- [Extrait de page]

○ ○ ○

De cela nous pouvons dégager trois principaux axes du fonctionnement de Twitter, qui seront également ceux sur lesquels nous baserons notre réflexion : temporalité, visibilité, communauté. Il s’agit, pour chacun, d’en dérouler la logique et les conséquences, puis de comprendre comment leur effets combinés impactent nos usages collectifs et individuels de Twitter.

Temporalité

La temporalité de Twitter est l’instantanéité : tout s’y passe en quasi « temps réel », si l’on oublie les quelques millisecondes nécessaires aux informations pour transiter le long des infrastructures du réseau. L’instantanéité impose son cadre, et fixe par là même les usages possibles. Les tweets étant présentés sur un fil d’actualité, de manière chronologique, un tweet est immédiatement remplacé par un autre, lui-même à son tour remplacé, le premier se retrouvant ainsi rapidement noyé dans la masse des suivants. La visibilité d’un tweet est donc éphémère, souvent de l’ordre de quelques minutes, parfois, dans de rare cas, de l’ordre de quelques jours, avant de tomber dans l’oubli. Le caractère éphémère d’un tweet, ainsi que la limitation de sa longueur à 280 caractères, ne se prête guère à de longs développements mais incite plutôt au mieux à la concision, au pire au raccourci. Dans les faits, cela se traduit par une tendance à privilégier la concision et la simplification à l’approfondissement et la précision. Aussi, la temporalité de Twitter, son instantanéité, requiert une forme d’attention volatile et dissipée. « Ce que notre attention gagne qualitativement en considérant plusieurs objets simultanément, elle le perd qualitativement en intensité sur chacun d’eux pris séparément » [1]. Le tweet se révèle être un micro-dispositif, dont l’action répétée nous place dans un immédiatisme communicationnel, à l’opposé de ce que peut être la lecture d’un journal.

○ ○ ○

- [Liste des données]

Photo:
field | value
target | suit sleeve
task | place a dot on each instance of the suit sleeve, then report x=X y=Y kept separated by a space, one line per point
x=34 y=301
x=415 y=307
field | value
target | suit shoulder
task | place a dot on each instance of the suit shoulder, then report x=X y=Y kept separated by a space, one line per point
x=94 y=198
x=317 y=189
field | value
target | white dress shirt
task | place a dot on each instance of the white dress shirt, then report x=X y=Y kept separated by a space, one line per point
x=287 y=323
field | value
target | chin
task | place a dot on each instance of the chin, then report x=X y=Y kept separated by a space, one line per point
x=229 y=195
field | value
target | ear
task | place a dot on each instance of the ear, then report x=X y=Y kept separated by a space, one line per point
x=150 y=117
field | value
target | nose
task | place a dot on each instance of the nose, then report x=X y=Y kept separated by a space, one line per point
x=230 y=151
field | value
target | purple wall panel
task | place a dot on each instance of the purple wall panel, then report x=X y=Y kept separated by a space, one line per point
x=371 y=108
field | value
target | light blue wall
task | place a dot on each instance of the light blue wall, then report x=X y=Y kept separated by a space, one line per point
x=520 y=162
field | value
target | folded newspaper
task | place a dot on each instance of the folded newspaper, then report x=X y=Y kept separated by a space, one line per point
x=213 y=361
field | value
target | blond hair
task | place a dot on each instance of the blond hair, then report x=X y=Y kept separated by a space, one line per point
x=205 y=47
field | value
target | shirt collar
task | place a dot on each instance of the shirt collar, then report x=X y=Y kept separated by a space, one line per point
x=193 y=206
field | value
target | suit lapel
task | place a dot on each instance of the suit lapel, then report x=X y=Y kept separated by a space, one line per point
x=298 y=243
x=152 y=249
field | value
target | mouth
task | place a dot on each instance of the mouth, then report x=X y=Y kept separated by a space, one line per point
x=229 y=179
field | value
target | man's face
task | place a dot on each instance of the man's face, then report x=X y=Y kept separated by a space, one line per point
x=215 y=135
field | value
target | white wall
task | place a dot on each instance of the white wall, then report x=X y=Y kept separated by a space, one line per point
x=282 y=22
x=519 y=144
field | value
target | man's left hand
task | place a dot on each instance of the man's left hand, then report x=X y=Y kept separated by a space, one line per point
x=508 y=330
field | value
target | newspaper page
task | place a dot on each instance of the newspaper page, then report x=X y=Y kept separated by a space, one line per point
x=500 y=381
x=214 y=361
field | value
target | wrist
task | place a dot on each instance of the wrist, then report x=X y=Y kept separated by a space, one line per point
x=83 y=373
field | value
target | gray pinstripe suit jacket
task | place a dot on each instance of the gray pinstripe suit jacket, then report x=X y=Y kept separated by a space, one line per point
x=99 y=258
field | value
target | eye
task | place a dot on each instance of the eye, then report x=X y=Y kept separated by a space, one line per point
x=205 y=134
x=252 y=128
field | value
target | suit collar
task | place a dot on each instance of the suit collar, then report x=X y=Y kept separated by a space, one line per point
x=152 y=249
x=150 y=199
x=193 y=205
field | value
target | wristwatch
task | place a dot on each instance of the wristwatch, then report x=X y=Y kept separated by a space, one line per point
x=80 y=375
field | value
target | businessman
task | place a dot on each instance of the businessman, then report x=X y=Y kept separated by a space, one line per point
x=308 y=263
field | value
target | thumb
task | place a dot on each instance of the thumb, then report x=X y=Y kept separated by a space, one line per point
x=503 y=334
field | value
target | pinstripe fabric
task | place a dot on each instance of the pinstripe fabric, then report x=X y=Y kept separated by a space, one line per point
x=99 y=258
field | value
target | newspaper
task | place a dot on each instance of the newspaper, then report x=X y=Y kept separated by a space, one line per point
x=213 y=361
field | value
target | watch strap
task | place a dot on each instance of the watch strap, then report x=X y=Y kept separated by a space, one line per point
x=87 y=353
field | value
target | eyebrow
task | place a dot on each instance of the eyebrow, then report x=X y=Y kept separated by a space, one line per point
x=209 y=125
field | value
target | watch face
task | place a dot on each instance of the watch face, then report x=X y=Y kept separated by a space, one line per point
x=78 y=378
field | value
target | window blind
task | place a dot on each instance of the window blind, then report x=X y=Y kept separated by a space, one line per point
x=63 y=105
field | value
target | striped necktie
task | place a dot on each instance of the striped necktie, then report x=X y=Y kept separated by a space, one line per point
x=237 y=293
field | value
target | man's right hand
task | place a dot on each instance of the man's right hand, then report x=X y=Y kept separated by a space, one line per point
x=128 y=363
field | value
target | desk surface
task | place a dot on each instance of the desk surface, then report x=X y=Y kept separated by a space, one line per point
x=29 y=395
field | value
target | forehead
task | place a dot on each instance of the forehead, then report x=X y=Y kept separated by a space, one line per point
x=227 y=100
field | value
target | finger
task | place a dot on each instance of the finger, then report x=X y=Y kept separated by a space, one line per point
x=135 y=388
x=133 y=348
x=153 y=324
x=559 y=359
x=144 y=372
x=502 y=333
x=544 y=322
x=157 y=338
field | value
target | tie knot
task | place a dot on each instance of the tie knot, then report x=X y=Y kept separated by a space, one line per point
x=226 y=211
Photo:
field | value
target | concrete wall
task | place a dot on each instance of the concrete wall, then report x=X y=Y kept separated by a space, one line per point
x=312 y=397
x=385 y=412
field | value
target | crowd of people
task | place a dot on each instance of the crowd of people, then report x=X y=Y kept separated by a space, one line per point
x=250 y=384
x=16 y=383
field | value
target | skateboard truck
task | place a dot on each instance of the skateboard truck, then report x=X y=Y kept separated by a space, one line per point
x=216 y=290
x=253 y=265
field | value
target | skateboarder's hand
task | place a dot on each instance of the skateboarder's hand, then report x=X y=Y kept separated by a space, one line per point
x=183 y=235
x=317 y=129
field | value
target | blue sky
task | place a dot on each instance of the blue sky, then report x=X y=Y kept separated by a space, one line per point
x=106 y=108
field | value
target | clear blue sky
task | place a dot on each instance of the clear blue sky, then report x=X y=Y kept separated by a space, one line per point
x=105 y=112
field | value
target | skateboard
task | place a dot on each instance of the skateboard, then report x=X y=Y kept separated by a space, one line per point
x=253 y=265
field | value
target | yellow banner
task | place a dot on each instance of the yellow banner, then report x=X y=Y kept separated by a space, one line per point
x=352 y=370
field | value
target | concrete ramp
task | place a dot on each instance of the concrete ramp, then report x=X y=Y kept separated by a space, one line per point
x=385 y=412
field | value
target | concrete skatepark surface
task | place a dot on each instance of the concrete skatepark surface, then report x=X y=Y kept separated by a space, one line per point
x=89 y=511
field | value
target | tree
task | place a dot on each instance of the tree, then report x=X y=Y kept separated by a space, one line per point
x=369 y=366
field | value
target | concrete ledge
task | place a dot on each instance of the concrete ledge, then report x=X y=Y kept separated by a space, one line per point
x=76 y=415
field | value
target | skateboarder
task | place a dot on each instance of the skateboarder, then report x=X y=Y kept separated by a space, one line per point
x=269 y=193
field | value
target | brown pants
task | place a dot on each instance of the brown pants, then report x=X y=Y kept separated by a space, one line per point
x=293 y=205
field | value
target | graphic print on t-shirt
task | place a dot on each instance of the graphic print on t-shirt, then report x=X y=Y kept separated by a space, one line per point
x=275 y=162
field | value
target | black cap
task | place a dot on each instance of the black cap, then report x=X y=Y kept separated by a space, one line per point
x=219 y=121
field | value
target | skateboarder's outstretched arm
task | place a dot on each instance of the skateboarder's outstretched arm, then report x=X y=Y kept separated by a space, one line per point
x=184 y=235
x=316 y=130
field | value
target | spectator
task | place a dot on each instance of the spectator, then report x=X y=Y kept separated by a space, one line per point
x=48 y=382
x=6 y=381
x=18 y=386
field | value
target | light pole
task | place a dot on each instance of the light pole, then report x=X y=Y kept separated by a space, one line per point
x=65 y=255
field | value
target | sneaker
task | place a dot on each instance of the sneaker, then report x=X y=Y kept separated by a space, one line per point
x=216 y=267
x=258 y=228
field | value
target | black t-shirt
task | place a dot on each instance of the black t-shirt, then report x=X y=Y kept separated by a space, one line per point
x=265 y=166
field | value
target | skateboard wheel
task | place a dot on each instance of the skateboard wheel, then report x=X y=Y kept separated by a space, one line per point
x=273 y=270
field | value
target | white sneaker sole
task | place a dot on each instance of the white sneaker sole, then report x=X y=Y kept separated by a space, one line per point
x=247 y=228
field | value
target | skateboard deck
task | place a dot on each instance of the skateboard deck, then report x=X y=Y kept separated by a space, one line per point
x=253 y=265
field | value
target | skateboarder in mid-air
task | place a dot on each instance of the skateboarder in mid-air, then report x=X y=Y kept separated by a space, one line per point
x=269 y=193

○ ○ ○

- [Consignes de travail]
(a) Selon l'extrait sur Twitter, pourquoi la visibilité d'un tweet est-elle éphémère ? Répondez en une à trois phrases.
(b) D'après l'extrait sur Twitter, quels sont les trois principaux axes du fonctionnement de Twitter sur lesquels repose la réflexion ?
(c) Reprenez l'extrait sur Twitter à la suite de sa dernière phrase.

- [Réponses fournies]
(a) Les tweets sont présentés de façon chronologique sur un fil d'actualité. Chaque tweet y est donc immédiatement remplacé par un autre, lui-même remplacé à son tour. Le premier se retrouve ainsi rapidement noyé dans la masse des suivants.

(b) Temporalité, visibilité et communauté.

(c)
L’immédiatisme communicationnel dans lequel nous baignons ne dispose guère à la concentration que nécessite toute réflexion. Il est plus facile de réagir à chaud au moindre événement par une hot take bien sentie que de prendre le temps et le soin d’élaborer une réflexion collective. C’est là en effet un processus qui exige du temps, nécessite une décantation, un affinage. Si Twitter, par son fonctionnement, est l’exemple illustrant le mieux l’immédiatisme communicationnel, il n’en n’est pas moins qu’une manifestation particulière, celui-ci étant le régime communicationnel dominant dans nos sociétés occidentales. Ce régime nous habitue à un certain rapport à l’information, plus réactif que réflexif. En conséquence, notre action politique consiste principalement à réagir à l’agenda politique et médiatique fixés par les forces adverses. Les dynamiques que nous observons sur les réseaux sociaux sont les symptômes les plus criants de cette impuissance.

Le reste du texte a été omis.